Passage to read:
---+---

Hence, $\sec\left(60^{\circ}\right) = \frac{1}{(1/2)} = 2$ .

Example 7.4.2.1b

Compute the exact value of the following, if it exists:

$\csc\left(\frac{7 \pi}{4} \right)$

Solution:

Compute the exact value of $\csc\left(\frac{7 \pi}{4} \right)$ .

Recall $\sin\left( \frac{7\pi}{4}\right) = - \frac{\sqrt{2}}{2}$ , so

$\begin{array}{rcl} \csc\left( \frac{7\pi}{4}\right) &=& \frac{1}{\sin\left( \frac{7\pi}{4}\right)} \\[4pt] &=& \frac{1}{- \sqrt{2}/2} \\[4pt] &=& - \frac{2}{\sqrt{2}} \\[4pt] &=& - \sqrt{2} \end{array}$

Example 7.4.2.1c

Compute the exact value of the following, if it exists:

$\tan(225^{\circ})$

Solution:

Compute the exact value of $\tan(225^{\circ})$ .

We have two ways to proceed to determine $\tan(225^{\circ})$ . \vskip 0.5em

First, we can use Theorem 7.8 and note that

$\begin{array}{rcl} \tan(225^{\circ}) &=& \frac{\sin(225^{\circ})}{\cos(225^{\circ})} \\[6pt] &=& \frac{\sin(225^{\circ}) }{ \cos(225^{\circ}) } \\[6pt] &=& \frac{-\frac{\sqrt{2}}{2}}{- \frac{\sqrt{2}}{2}} \\[6pt] \tan(225^{\circ}) &=& 1 \end{array}$

Another way to proceed is to note that $225^{\circ}$ has a reference angle of $45^{\circ}$ . Per Theorem 7.9, $\tan(225^{\circ}) = \pm \tan(45^{\circ}) = \pm 1$ .

---+---

Stored rows:
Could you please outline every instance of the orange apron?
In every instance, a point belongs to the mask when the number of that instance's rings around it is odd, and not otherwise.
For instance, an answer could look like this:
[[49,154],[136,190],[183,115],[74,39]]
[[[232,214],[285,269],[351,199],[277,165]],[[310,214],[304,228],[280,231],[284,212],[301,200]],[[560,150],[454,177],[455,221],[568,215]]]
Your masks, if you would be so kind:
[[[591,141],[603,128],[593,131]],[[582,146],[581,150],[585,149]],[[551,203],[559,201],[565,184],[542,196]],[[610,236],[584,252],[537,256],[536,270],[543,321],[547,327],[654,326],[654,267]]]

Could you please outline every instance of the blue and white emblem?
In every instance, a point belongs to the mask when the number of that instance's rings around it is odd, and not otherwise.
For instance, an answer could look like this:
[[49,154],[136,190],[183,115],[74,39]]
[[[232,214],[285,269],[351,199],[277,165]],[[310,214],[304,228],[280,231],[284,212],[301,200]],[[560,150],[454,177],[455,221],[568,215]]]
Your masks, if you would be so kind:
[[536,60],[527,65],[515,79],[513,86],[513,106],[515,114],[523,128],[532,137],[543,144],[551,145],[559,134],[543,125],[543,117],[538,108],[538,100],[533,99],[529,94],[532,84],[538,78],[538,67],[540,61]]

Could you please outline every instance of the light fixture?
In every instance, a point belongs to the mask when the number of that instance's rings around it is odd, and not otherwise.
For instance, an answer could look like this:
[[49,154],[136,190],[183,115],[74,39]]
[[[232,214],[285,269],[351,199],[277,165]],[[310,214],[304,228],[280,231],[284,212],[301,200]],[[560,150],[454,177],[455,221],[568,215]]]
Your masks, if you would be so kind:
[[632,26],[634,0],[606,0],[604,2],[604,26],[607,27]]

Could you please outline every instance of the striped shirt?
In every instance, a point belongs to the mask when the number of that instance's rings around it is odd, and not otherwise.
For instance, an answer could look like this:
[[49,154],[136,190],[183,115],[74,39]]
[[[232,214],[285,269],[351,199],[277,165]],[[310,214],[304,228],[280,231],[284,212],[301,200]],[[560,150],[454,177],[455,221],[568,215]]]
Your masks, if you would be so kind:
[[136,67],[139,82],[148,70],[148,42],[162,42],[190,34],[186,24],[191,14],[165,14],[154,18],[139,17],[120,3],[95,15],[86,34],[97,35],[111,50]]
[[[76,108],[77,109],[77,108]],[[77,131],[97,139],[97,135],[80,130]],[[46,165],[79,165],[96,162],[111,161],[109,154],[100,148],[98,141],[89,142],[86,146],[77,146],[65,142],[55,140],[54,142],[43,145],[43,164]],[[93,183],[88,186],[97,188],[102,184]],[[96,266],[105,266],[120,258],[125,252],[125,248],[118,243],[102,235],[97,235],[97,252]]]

---+---

Parts of the exercise:
1 - Transcribe the whole trigonometry passage without changing a single character.
2 - In the listing, restate word for word everything from the line that contains "Could you please outline every instance of the blue" down to the line that contains "[[632,26],[634,0],[606,0],[604,2],[604,26],[607,27]]", including both of those lines and nothing else.

Exercise responses:
1 -
Hence, $\sec\left(60^{\circ}\right) = \frac{1}{(1/2)} = 2$ .

Example 7.4.2.1b

Compute the exact value of the following, if it exists:

$\csc\left(\frac{7 \pi}{4} \right)$

Solution:

Compute the exact value of $\csc\left(\frac{7 \pi}{4} \right)$ .

Recall $\sin\left( \frac{7\pi}{4}\right) = - \frac{\sqrt{2}}{2}$ , so

$\begin{array}{rcl} \csc\left( \frac{7\pi}{4}\right) &=& \frac{1}{\sin\left( \frac{7\pi}{4}\right)} \\[4pt] &=& \frac{1}{- \sqrt{2}/2} \\[4pt] &=& - \frac{2}{\sqrt{2}} \\[4pt] &=& - \sqrt{2} \end{array}$

Example 7.4.2.1c

Compute the exact value of the following, if it exists:

$\tan(225^{\circ})$

Solution:

Compute the exact value of $\tan(225^{\circ})$ .

We have two ways to proceed to determine $\tan(225^{\circ})$ . \vskip 0.5em

First, we can use Theorem 7.8 and note that

$\begin{array}{rcl} \tan(225^{\circ}) &=& \frac{\sin(225^{\circ})}{\cos(225^{\circ})} \\[6pt] &=& \frac{\sin(225^{\circ}) }{ \cos(225^{\circ}) } \\[6pt] &=& \frac{-\frac{\sqrt{2}}{2}}{- \frac{\sqrt{2}}{2}} \\[6pt] \tan(225^{\circ}) &=& 1 \end{array}$

Another way to proceed is to note that $225^{\circ}$ has a reference angle of $45^{\circ}$ . Per Theorem 7.9, $\tan(225^{\circ}) = \pm \tan(45^{\circ}) = \pm 1$ .

2 -
Could you please outline every instance of the blue and white emblem?
In every instance, a point belongs to the mask when the number of that instance's rings around it is odd, and not otherwise.
For instance, an answer could look like this:
[[49,154],[136,190],[183,115],[74,39]]
[[[232,214],[285,269],[351,199],[277,165]],[[310,214],[304,228],[280,231],[284,212],[301,200]],[[560,150],[454,177],[455,221],[568,215]]]
Your masks, if you would be so kind:
[[536,60],[527,65],[515,79],[513,86],[513,106],[515,114],[523,128],[532,137],[543,144],[551,145],[559,134],[543,125],[543,117],[538,108],[538,100],[533,99],[529,94],[532,84],[538,78],[538,67],[540,61]]

Could you please outline every instance of the light fixture?
In every instance, a point belongs to the mask when the number of that instance's rings around it is odd, and not otherwise.
For instance, an answer could look like this:
[[49,154],[136,190],[183,115],[74,39]]
[[[232,214],[285,269],[351,199],[277,165]],[[310,214],[304,228],[280,231],[284,212],[301,200]],[[560,150],[454,177],[455,221],[568,215]]]
Your masks, if you would be so kind:
[[632,26],[634,0],[606,0],[604,2],[604,26],[607,27]]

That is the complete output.